Quoted passage:
--- Begin ---

0

what is proper way to save all lines from text file to objects. I have .txt file something like this

0001Marcus Aurelius 20021122160 21311
0002William Shakespeare 19940822332 11092
0003Albert Camus 20010715180 01232

From this file I know position of each data that is written in file, and all data are formatted.

Line number is from 0 to 3
Book author is from 4 to 30
Publish date is from 31 to 37
Page num. is from 38 to 43
Book code is from 44 to 49

I made class Data which holds information about start, end position, value, error.

Then I made class Line that holds list of type Data, and list that holds all error founded from some line. After load data from line to object Data I loop through lineError and add errors from all line to list, because I need to save errors from each line to database.

My question is this proper way to save data from file to object and after processing same data saving to database, advice for some better approach?

--- End ---

What you will do:
1. In the post, which character positions hold the publish date?
2. Pick out every line of the rows that contains the string "couch".
The rows have no connection to the post.

Record list:

--- Begin ---

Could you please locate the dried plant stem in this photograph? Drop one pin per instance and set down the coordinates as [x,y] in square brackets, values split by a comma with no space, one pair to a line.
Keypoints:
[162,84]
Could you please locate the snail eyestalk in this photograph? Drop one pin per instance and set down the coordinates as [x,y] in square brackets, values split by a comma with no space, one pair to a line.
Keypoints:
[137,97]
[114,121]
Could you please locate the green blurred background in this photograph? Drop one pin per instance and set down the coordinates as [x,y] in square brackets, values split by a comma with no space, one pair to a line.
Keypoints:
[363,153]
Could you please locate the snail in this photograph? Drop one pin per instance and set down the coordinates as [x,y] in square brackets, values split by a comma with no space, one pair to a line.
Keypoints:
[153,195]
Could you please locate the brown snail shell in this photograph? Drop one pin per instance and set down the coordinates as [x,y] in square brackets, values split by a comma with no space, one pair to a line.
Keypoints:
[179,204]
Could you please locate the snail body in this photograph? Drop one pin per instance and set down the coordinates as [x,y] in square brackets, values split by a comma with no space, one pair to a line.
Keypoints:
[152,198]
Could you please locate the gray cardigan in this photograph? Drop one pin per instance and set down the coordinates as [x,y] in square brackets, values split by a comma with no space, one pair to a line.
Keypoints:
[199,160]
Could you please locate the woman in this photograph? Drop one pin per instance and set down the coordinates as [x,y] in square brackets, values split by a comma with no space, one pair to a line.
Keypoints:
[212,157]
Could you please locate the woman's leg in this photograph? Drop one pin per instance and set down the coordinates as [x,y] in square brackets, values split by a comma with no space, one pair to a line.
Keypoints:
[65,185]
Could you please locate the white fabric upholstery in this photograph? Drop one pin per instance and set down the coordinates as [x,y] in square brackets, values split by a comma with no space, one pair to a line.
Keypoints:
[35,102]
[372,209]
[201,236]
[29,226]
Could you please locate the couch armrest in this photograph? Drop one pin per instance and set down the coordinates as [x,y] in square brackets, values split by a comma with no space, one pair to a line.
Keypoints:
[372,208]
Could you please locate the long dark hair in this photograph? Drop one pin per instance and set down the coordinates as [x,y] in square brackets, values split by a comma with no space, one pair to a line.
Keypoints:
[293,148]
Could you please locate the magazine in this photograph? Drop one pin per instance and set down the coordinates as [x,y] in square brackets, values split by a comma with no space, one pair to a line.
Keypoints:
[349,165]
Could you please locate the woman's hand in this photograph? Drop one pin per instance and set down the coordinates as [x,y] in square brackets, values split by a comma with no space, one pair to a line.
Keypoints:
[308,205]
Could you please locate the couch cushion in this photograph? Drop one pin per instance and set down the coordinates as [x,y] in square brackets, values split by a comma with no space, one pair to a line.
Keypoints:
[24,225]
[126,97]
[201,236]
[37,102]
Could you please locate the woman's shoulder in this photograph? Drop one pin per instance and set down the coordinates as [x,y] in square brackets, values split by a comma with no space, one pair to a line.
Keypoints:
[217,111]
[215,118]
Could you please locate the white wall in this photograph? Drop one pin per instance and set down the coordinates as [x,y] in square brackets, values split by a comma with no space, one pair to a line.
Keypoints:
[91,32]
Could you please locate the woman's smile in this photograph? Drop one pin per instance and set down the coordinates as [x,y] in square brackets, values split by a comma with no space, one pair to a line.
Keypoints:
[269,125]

--- End ---

Outputs in order:
1. Positions 31 to 37.

2.
Could you please locate the couch armrest in this photograph? Drop one pin per instance and set down the coordinates as [x,y] in square brackets, values split by a comma with no space, one pair to a line.
Could you please locate the couch cushion in this photograph? Drop one pin per instance and set down the coordinates as [x,y] in square brackets, values split by a comma with no space, one pair to a line.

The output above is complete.